====== RECORDS
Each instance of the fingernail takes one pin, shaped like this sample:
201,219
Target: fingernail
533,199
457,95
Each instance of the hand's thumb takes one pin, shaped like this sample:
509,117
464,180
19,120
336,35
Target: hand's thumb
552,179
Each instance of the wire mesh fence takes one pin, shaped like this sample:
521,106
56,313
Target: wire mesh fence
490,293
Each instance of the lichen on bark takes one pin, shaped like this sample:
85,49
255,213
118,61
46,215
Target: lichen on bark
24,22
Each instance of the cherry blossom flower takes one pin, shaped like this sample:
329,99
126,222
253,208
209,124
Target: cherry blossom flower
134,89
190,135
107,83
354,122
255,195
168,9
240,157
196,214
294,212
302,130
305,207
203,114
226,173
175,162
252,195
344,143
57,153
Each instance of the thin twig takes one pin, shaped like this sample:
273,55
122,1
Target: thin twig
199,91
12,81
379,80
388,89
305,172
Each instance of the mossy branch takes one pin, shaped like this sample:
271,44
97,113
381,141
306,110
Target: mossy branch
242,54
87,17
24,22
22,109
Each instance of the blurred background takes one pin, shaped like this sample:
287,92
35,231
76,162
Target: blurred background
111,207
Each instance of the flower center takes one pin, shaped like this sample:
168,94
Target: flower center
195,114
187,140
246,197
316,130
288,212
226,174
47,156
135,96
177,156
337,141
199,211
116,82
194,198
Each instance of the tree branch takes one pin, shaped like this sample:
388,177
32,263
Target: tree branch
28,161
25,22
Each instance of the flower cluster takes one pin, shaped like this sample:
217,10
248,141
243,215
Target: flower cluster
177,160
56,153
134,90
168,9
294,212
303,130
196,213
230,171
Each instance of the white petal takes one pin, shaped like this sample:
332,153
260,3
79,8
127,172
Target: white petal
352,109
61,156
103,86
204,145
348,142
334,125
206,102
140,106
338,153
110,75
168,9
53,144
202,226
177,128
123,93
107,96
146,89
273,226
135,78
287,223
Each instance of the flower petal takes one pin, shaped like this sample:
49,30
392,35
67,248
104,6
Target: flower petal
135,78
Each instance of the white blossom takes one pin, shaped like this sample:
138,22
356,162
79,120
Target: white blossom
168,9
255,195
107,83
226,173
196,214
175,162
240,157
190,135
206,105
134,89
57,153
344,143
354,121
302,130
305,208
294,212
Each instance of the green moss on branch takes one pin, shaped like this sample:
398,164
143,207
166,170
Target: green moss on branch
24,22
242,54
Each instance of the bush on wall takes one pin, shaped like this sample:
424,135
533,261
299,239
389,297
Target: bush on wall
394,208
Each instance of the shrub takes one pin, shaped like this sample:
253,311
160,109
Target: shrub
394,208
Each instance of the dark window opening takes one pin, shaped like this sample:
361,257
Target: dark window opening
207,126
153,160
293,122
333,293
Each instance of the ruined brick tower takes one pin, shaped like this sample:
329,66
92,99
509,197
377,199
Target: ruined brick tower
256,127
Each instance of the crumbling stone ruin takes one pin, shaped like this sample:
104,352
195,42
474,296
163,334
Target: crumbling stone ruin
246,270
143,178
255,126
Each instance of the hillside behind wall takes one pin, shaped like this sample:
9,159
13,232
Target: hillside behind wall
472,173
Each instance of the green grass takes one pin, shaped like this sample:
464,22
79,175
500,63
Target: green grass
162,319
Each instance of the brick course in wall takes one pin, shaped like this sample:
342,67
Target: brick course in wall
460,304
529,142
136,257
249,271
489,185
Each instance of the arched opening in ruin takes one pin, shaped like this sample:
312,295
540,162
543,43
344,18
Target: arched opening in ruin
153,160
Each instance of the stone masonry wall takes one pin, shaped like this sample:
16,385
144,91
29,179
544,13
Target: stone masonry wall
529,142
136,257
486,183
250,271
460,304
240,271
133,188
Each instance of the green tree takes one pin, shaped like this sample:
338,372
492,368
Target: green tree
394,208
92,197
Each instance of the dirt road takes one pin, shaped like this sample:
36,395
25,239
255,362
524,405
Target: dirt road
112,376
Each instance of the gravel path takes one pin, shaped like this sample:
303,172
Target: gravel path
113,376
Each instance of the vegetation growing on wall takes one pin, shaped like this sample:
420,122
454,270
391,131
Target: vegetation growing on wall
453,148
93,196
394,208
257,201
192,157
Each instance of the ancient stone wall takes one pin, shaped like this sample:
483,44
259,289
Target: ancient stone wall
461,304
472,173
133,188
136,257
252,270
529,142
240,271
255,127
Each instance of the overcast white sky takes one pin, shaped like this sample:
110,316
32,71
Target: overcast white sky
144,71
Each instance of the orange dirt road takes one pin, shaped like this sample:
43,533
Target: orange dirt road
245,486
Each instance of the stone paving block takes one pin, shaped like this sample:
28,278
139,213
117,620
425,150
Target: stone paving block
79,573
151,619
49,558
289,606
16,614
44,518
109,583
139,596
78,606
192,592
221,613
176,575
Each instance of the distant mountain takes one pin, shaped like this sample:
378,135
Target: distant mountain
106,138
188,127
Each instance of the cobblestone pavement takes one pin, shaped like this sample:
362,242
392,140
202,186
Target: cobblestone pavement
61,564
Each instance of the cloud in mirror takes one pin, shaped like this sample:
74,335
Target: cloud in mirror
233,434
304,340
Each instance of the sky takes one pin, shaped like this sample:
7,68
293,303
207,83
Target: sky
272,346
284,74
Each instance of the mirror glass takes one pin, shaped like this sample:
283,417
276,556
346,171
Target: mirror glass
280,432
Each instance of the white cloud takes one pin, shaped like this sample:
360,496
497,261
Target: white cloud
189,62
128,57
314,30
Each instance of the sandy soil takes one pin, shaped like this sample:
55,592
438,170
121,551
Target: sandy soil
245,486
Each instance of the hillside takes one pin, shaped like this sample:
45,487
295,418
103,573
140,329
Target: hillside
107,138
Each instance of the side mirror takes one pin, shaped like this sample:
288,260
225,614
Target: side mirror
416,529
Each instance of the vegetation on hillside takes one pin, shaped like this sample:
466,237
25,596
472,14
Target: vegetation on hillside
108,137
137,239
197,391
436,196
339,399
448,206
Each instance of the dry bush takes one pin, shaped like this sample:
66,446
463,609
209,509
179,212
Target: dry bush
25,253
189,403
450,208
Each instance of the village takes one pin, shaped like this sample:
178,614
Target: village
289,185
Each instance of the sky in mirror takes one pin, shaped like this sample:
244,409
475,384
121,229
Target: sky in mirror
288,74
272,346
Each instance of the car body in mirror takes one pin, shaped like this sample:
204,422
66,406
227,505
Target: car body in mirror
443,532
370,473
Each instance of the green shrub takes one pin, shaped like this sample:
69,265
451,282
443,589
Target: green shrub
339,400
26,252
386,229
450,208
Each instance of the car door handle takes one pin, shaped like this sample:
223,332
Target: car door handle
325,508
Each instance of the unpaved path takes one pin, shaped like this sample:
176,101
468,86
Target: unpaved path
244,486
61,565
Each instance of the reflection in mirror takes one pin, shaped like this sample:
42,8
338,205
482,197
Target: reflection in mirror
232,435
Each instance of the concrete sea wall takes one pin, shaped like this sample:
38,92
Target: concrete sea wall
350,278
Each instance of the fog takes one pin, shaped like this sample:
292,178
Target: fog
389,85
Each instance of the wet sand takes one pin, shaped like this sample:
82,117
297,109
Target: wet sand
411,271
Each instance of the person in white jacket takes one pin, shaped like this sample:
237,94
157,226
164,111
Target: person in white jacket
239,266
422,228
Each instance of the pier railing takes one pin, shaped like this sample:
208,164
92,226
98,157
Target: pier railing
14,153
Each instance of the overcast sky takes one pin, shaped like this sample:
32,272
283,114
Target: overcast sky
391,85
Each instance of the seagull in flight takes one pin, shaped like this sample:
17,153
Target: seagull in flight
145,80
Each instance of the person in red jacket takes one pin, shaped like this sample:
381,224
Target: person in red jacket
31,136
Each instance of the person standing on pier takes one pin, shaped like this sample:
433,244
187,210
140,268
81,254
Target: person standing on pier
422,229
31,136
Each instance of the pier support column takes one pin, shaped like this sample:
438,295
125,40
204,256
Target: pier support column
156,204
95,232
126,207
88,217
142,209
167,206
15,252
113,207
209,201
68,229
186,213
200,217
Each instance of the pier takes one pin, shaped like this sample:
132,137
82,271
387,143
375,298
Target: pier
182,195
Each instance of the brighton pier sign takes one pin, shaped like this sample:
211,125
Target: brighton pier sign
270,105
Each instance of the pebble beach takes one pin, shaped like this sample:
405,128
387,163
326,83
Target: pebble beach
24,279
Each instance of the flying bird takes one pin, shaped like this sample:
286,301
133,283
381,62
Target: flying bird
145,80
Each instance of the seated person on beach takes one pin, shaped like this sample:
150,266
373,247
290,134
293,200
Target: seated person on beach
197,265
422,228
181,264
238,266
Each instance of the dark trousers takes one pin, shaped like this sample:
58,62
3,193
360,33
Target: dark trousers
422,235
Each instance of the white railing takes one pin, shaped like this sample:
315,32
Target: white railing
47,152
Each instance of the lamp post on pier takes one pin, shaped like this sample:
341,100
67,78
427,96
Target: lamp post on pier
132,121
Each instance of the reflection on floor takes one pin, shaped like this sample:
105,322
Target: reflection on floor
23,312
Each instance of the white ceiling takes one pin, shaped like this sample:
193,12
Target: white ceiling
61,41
============
**INSTRUCTIONS FOR THE TASK:**
Restate word for word the lines from the one holding "Each instance of the pebble" to the end of the listing, both ends included, and nothing more.

**OUTPUT OF THE TASK:**
Each instance of the pebble beach takes one pin, shaped like this sample:
405,128
387,163
326,83
Target: pebble beach
24,279
Each instance of the flying bird takes one pin, shaped like this sample:
286,301
133,283
381,62
Target: flying bird
145,80
Each instance of the seated person on beach takes one pin, shaped like this sample:
150,266
373,247
290,134
293,200
Target: seated person on beach
197,265
422,228
181,264
238,266
Each instance of the dark trousers takes one pin, shaped like this sample:
58,62
3,193
360,33
Target: dark trousers
422,235
Each instance of the white railing takes one pin, shaped like this sample:
315,32
Target: white railing
47,152
Each instance of the lamp post on pier takes one pin, shaped like this sample:
341,100
67,78
427,96
Target: lamp post on pier
132,121
Each instance of the reflection on floor takes one pin, shaped like this sample:
105,322
Target: reflection on floor
23,312
Each instance of the white ceiling takes one pin, shaped like this sample:
193,12
Target: white ceiling
61,41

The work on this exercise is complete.